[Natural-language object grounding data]
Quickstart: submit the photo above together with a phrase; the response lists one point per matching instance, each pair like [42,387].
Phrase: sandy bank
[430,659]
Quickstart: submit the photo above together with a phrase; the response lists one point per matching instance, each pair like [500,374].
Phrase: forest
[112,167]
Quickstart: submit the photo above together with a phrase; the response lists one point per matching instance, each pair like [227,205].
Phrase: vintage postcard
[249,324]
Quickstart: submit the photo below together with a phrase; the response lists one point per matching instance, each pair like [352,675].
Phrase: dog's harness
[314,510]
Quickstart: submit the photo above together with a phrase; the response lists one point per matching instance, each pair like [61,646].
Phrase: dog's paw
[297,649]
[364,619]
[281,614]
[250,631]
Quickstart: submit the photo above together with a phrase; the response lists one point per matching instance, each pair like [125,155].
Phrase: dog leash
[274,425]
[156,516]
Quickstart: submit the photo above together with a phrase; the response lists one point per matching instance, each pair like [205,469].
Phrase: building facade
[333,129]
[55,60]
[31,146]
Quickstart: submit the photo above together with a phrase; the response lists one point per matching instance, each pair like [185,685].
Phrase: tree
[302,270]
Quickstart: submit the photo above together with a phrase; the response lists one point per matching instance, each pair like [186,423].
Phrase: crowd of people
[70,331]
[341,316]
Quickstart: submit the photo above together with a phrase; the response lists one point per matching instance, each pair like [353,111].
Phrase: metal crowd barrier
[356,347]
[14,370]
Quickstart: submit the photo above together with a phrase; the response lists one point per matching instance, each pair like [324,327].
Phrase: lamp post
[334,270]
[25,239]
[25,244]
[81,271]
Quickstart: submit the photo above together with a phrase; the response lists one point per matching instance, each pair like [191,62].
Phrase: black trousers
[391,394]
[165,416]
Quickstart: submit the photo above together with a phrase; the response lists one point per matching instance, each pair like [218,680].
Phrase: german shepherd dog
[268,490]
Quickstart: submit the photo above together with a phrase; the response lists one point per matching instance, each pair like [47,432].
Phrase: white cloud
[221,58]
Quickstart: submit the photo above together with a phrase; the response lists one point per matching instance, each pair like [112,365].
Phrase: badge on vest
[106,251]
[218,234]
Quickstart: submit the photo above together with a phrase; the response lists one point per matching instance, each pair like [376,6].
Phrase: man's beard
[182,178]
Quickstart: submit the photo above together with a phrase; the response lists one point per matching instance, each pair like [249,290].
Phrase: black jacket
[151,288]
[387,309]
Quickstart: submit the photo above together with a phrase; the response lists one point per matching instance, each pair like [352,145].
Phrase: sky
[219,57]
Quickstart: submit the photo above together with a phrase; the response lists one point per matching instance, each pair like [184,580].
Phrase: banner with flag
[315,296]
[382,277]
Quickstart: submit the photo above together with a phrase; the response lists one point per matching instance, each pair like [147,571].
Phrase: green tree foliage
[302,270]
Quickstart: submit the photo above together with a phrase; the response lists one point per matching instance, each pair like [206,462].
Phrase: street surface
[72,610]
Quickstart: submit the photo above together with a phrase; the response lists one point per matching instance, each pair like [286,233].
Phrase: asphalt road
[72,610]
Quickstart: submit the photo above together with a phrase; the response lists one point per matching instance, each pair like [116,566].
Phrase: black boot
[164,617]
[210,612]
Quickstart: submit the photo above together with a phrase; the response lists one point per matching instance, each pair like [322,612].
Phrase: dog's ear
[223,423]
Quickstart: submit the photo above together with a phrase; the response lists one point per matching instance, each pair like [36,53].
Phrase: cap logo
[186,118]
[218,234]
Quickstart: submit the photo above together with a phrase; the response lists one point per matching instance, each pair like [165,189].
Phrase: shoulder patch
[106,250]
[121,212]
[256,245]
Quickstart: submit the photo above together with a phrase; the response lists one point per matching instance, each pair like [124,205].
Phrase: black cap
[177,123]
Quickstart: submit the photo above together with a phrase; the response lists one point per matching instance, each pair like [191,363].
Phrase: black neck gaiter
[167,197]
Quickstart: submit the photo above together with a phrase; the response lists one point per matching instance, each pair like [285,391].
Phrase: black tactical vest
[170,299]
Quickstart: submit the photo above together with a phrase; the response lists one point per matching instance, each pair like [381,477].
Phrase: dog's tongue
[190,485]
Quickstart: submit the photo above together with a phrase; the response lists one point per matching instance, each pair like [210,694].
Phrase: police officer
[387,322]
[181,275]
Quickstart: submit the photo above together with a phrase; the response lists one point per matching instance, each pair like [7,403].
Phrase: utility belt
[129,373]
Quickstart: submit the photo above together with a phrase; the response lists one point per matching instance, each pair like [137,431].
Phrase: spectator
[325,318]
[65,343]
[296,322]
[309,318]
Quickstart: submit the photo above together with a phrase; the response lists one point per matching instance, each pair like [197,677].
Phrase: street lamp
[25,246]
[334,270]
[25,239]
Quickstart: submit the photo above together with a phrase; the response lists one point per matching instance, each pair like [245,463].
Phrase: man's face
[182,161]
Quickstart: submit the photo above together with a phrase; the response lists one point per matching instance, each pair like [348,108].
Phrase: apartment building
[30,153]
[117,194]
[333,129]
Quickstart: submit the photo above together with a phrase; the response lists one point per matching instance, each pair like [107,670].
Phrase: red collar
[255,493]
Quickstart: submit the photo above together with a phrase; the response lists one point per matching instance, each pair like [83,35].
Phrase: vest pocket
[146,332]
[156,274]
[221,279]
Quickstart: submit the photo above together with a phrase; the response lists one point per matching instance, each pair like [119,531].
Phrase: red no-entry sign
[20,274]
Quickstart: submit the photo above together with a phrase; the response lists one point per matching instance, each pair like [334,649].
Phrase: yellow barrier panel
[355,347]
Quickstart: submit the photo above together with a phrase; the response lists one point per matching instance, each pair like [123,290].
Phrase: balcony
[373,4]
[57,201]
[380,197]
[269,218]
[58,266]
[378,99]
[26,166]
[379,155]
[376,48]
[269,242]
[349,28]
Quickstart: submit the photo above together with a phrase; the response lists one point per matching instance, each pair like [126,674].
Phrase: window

* **Task**
The data above should be reproduced in full, word for word.

* **Problem solution**
Quickstart: submit the photo above together with a phrase; the response lists one point per matching instance, each pair like [42,387].
Phrase: sandy bank
[430,659]
Quickstart: submit the photo above together with a phrase; the response lists one point per matching instance, each pair like [500,374].
Phrase: forest
[112,167]
Quickstart: submit the photo above together with a phrase; the response lists one point per matching instance, each pair like [227,205].
Phrase: vintage postcard
[249,324]
Quickstart: submit the photo below together with a phrase; the response lists one point per matching instance, each pair like [352,675].
Phrase: dog's harness
[314,510]
Quickstart: submit the photo above together with a phrase; the response lists one point per matching instance, each pair like [61,646].
Phrase: dog's paw
[297,649]
[364,619]
[281,614]
[250,631]
Quickstart: submit the photo above together with a phrase; the response lists one point per matching instance, each pair like [125,155].
Phrase: dog leash
[274,425]
[156,516]
Quickstart: submit the photo above together with a phrase; the response lists one point per matching instance, each pair like [205,469].
Phrase: building facade
[333,129]
[55,60]
[31,146]
Quickstart: submit the photo above together with a phrase; the response lists one point per matching instance, each pair like [185,685].
Phrase: tree
[302,270]
Quickstart: submit the photo above together with a phrase; the response lists one point per matching instance, each pair like [186,423].
Phrase: crowd of people
[70,331]
[341,316]
Quickstart: submit the photo above together with a phrase; the response lists one point per matching instance, each pair like [353,111].
Phrase: metal crowd barrier
[356,347]
[14,370]
Quickstart: submit the photo above together with a phrase; the response lists one point per matching instance, each pair like [324,327].
Phrase: lamp post
[334,270]
[25,239]
[25,244]
[81,271]
Quickstart: submit the photo above together with a phrase; the response lists one point per matching instance, each pair like [191,62].
Phrase: black trousers
[391,394]
[165,416]
Quickstart: submit the photo above together with a phrase; the response lists one point per matching instance, each pair like [218,680].
Phrase: german shepherd dog
[268,490]
Quickstart: submit the photo above together with a phrase; the response lists one point per matching instance, each pair like [47,432].
Phrase: white cloud
[221,58]
Quickstart: submit the photo above together with a phrase; the response lists one point per matching instance, each pair like [112,365].
Phrase: badge on vest
[106,251]
[218,234]
Quickstart: submit the photo above together with a phrase; the response lists one point per matching instance, each pair like [376,6].
Phrase: man's beard
[182,178]
Quickstart: submit the photo above together with a phrase; the response lists one point per matching instance, each pair like [249,290].
Phrase: black jacket
[151,288]
[387,309]
Quickstart: submit the photo above together with a phrase; the response lists one point per matching instance, each pair like [352,145].
Phrase: sky
[219,57]
Quickstart: submit the photo above together with a phrase; the response lists one point per matching instance, each pair like [184,580].
Phrase: banner with flag
[315,296]
[382,277]
Quickstart: submit the photo above together with a phrase; the response lists one point per matching instance, each pair like [147,571].
Phrase: green tree foliage
[302,270]
Quickstart: submit the photo above together with a phrase; the response lists one point per matching instance, each pair like [206,462].
Phrase: street surface
[72,610]
Quickstart: submit the photo above together with a phrase; the response lists one point per matching instance, each pair like [286,233].
Phrase: asphalt road
[72,610]
Quickstart: submit the photo above together with a phrase; the response lists one point per matching instance, each pair like [116,566].
Phrase: black boot
[164,617]
[210,612]
Quickstart: submit the photo above together with a phrase; the response lists one point per matching instance, each pair like [322,612].
Phrase: dog's ear
[223,423]
Quickstart: submit the photo above together with a phrase; the response lists one point per matching instance, each pair like [36,53].
Phrase: cap logo
[186,118]
[218,234]
Quickstart: submit the photo above together with a phrase; the response lists one point per matching instance, each pair like [165,189].
Phrase: shoulder patch
[106,250]
[121,212]
[256,245]
Quickstart: submit the photo above together with a phrase; the response lists one point per matching instance, each pair like [124,205].
Phrase: black cap
[177,123]
Quickstart: submit the photo above together with a phrase; the response lists one point per matching instance, each pair like [191,363].
Phrase: black neck gaiter
[167,197]
Quickstart: submit the photo above together with a phrase; the response lists one point per matching instance, each pair like [285,391].
Phrase: black tactical vest
[170,299]
Quickstart: submit the photo above together with a phrase; the response lists one point per matching instance, each pair like [381,477].
Phrase: dog's tongue
[190,485]
Quickstart: submit the photo above together with a phrase; the response lists one point per matching instance, each pair like [210,694].
Phrase: police officer
[387,322]
[181,275]
Quickstart: submit the photo above together with a phrase; the response lists one point per matching instance, each pair like [7,403].
Phrase: utility belt
[129,373]
Quickstart: submit the photo above together with a phrase; the response lists one point per matching instance, each pair like [137,431].
Phrase: spectator
[325,318]
[65,343]
[296,322]
[309,318]
Quickstart: submit the photo above together with a phrase; the response lists one point per matching instance, each pair like [197,677].
Phrase: street lamp
[25,246]
[334,270]
[25,239]
Quickstart: submit the photo above together with a phrase; the response lists one point per matching instance, each pair like [245,463].
Phrase: man's face
[182,161]
Quickstart: submit the photo above together with a phrase; the response lists one point per matching instance, each pair like [348,108].
Phrase: apartment building
[30,153]
[117,194]
[333,129]
Quickstart: submit the photo above together with a phrase; the response lists one point per matching instance, each pair like [107,670].
Phrase: red collar
[255,493]
Quickstart: submit the photo above together with a phrase; the response lists one point per matching instance, each pair like [83,35].
Phrase: vest pocket
[146,332]
[156,274]
[221,279]
Quickstart: submit the photo above together with a phrase; the response lists one point per matching instance, each pair like [119,531].
Phrase: red no-entry sign
[20,274]
Quickstart: submit the photo above together with a phrase; the response lists one point per matching instance, each pair like [334,649].
Phrase: yellow barrier panel
[355,347]
Quickstart: submit the photo above together with a phrase; the response lists one point per matching instance, each pair like [123,290].
Phrase: balcony
[373,4]
[57,201]
[380,197]
[269,218]
[58,266]
[378,99]
[26,166]
[379,155]
[376,48]
[269,242]
[349,28]
Quickstart: submit the photo above together with a phrase; the response lists one point per matching instance, each pair like [126,674].
Phrase: window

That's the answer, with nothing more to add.